Após os difíceis meses de setembro e outubro, em novembro, fiz a segunda viagem do ano sozinho: Foz do Iguaçu com passagens pela Argentina e Paraguai. Foi tão bacana quanto a de Curitiba. Também foi ‘freestyle’, sem compromisso com nada ou com ninguém. Porém no quinto e penúltimo dia, me permiti socializar com outras turistas durante a visita ao Templo Budista. Depois, fomos almoçar juntos e até falei meu nome verdadeiro, o que não fiz em Curitiba, quando tentaram puxar assunto comigo num bar. Voltei renovado de Foz.

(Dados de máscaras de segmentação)
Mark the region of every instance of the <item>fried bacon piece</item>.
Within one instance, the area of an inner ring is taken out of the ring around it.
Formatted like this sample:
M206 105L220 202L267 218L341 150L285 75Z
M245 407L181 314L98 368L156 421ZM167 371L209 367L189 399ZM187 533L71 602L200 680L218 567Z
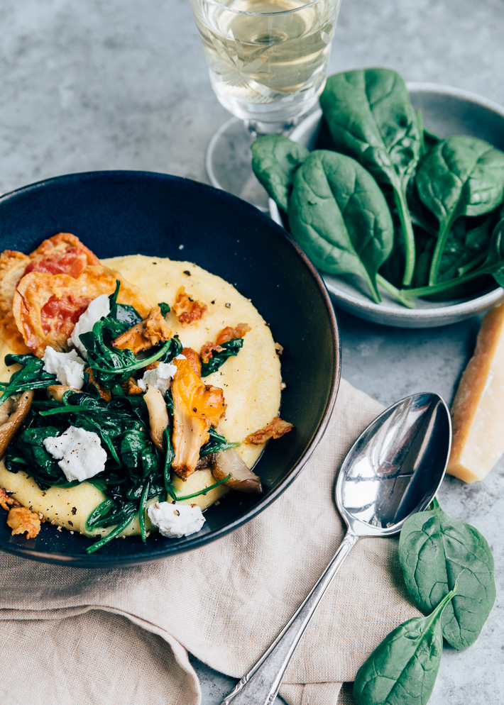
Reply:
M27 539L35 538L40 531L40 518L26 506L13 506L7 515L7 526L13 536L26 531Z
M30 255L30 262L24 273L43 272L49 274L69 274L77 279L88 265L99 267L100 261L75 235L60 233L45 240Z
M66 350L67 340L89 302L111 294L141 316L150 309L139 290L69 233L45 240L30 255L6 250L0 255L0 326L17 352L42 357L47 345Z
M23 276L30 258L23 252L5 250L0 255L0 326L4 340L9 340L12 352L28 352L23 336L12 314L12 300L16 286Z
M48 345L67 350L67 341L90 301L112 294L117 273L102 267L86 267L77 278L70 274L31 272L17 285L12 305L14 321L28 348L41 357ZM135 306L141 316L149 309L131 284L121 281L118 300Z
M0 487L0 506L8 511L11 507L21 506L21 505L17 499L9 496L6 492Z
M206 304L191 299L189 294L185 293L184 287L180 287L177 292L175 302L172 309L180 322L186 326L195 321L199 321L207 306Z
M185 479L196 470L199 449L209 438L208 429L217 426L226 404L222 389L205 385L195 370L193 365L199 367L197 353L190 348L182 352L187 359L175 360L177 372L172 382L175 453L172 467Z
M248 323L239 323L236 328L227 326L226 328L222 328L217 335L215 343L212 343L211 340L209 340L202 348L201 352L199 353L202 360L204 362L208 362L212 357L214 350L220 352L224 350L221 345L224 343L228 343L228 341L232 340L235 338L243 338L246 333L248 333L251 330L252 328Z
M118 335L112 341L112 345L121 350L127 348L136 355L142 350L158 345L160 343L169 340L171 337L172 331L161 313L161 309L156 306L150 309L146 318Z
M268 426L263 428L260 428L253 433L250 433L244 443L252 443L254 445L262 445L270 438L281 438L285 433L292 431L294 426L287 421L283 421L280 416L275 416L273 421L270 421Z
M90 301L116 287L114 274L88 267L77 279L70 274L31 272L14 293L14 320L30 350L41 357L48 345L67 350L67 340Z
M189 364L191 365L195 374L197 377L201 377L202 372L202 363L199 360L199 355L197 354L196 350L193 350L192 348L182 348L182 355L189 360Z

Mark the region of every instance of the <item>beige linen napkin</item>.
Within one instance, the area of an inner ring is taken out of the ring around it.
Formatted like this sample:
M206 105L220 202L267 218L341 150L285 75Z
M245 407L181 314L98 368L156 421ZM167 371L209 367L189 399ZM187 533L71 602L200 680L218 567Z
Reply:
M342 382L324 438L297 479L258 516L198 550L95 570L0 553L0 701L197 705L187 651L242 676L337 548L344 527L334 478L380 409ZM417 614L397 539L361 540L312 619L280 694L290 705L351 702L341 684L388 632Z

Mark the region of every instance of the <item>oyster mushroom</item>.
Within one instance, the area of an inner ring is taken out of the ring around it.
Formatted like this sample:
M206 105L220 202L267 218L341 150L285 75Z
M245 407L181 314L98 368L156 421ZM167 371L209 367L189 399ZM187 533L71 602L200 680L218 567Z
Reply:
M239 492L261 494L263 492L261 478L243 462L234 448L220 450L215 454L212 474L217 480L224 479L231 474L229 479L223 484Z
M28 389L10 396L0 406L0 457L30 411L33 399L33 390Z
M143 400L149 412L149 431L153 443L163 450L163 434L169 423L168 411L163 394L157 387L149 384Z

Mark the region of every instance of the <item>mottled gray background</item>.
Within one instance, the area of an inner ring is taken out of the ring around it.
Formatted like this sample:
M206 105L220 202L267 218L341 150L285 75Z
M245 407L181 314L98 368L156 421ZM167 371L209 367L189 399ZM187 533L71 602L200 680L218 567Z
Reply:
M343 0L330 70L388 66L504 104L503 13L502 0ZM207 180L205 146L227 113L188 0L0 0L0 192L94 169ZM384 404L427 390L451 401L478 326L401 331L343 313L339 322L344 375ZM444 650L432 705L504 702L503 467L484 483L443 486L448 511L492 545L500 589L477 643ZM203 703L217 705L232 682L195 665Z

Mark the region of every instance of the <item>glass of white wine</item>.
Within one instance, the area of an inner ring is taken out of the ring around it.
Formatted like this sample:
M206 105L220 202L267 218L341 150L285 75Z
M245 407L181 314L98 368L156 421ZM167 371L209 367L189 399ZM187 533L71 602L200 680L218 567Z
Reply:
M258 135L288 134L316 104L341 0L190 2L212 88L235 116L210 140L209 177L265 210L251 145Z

* * *

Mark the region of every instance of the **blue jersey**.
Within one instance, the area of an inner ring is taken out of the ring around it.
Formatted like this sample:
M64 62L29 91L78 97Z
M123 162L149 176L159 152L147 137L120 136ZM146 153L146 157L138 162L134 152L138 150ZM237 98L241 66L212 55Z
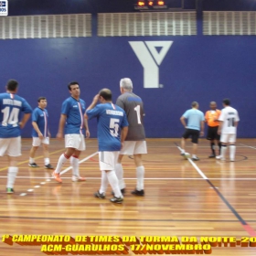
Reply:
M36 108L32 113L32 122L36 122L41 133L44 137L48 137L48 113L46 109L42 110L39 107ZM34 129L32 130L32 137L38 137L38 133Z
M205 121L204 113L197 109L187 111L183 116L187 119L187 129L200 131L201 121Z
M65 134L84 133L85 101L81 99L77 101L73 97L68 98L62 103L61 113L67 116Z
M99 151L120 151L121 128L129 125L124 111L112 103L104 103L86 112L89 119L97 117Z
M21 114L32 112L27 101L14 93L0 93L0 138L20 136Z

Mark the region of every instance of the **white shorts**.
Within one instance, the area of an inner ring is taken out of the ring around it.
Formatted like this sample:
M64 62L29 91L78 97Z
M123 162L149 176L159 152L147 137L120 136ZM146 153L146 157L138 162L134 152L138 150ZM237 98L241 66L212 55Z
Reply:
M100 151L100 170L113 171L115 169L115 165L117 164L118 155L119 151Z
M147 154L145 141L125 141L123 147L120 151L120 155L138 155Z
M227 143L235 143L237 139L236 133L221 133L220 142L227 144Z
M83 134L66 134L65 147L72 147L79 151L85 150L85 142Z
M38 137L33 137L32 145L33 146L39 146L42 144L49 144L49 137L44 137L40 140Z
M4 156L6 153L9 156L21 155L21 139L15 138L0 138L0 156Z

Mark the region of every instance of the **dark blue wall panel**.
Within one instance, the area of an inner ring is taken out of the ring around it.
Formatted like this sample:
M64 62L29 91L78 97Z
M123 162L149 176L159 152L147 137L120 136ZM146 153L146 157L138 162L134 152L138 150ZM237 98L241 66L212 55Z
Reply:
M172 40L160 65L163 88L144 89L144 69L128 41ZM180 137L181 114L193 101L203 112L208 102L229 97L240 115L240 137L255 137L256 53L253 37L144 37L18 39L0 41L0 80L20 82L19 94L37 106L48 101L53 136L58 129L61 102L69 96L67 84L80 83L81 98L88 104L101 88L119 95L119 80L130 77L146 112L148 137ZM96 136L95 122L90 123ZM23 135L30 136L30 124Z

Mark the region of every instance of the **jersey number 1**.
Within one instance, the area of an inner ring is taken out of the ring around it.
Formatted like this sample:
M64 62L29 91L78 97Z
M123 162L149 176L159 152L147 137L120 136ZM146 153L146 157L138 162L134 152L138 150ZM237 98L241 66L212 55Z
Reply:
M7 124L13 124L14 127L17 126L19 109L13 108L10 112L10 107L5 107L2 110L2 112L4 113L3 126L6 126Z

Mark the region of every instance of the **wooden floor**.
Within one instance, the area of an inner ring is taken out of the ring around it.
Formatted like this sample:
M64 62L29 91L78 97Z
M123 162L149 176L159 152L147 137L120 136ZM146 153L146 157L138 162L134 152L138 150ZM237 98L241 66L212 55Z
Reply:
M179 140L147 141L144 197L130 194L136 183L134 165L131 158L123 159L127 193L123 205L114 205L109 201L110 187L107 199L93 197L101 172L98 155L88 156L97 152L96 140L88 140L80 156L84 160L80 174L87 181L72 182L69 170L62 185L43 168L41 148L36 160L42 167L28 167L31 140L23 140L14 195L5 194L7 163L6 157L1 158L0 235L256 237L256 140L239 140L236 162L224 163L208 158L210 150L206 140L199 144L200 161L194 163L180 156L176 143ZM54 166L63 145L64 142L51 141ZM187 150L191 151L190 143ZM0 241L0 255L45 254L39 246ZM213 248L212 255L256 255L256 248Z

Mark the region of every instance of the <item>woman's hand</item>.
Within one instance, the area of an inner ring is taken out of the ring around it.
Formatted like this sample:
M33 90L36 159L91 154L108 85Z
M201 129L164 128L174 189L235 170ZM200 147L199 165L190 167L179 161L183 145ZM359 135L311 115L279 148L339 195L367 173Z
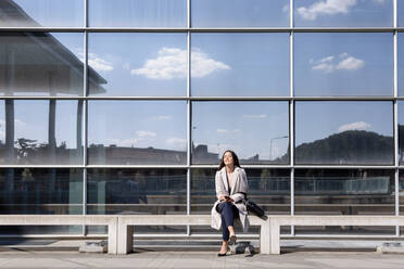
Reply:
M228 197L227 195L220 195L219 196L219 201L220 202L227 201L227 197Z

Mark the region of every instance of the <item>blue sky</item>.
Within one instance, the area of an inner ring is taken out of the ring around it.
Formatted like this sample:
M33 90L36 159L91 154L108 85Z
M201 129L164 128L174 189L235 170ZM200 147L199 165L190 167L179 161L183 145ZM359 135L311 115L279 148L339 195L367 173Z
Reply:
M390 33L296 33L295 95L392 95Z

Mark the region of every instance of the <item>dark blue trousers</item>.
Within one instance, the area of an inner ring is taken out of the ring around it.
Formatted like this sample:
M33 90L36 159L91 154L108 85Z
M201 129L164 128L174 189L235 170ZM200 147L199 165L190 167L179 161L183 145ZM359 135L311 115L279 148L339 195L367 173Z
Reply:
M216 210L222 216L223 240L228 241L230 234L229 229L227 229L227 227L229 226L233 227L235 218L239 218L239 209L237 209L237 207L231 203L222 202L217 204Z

==

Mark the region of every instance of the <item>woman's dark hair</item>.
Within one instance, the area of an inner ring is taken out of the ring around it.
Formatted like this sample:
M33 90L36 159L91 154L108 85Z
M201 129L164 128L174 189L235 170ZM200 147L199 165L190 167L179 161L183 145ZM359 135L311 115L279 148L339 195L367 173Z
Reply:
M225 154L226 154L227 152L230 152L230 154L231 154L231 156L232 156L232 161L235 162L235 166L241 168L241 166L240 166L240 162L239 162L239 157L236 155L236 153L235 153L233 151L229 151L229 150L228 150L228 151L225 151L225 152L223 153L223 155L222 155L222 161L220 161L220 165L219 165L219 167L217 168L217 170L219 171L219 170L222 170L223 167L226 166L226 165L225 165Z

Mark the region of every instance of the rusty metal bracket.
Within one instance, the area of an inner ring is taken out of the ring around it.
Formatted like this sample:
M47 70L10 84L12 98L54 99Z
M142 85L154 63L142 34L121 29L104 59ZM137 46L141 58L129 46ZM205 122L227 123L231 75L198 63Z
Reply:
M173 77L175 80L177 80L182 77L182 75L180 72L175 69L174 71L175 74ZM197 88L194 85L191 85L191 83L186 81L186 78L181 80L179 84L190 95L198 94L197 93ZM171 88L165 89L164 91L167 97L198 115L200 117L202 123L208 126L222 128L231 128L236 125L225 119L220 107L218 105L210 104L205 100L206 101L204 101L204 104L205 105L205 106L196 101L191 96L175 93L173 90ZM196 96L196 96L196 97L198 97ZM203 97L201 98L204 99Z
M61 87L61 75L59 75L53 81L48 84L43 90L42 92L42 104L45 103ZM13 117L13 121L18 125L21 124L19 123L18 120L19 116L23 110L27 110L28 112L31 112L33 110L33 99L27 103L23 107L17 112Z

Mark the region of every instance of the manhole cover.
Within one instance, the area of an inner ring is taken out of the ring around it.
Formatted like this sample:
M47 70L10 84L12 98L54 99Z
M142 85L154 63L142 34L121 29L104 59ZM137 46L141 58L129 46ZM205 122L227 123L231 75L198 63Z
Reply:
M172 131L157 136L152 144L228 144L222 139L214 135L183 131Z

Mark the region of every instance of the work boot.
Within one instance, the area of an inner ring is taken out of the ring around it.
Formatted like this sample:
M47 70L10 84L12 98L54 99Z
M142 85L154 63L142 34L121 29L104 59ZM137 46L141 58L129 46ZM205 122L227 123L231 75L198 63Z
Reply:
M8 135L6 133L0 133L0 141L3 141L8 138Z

» **ENUNCIADO**: Reproduza, sem qualquer alteração, o trecho do texto fornecido que se inicia com as palavras "Após os difíceis" e se encerra com "renovado de Foz.".

» **RESPOSTA DO EXERCÍCIO**:
Após os difíceis meses de setembro e outubro, em novembro, fiz a segunda viagem do ano sozinho: Foz do Iguaçu com passagens pela Argentina e Paraguai. Foi tão bacana quanto a de Curitiba. Também foi ‘freestyle’, sem compromisso com nada ou com ninguém. Porém no quinto e penúltimo dia, me permiti socializar com outras turistas durante a visita ao Templo Budista. Depois, fomos almoçar juntos e até falei meu nome verdadeiro, o que não fiz em Curitiba, quando tentaram puxar assunto comigo num bar. Voltei renovado de Foz.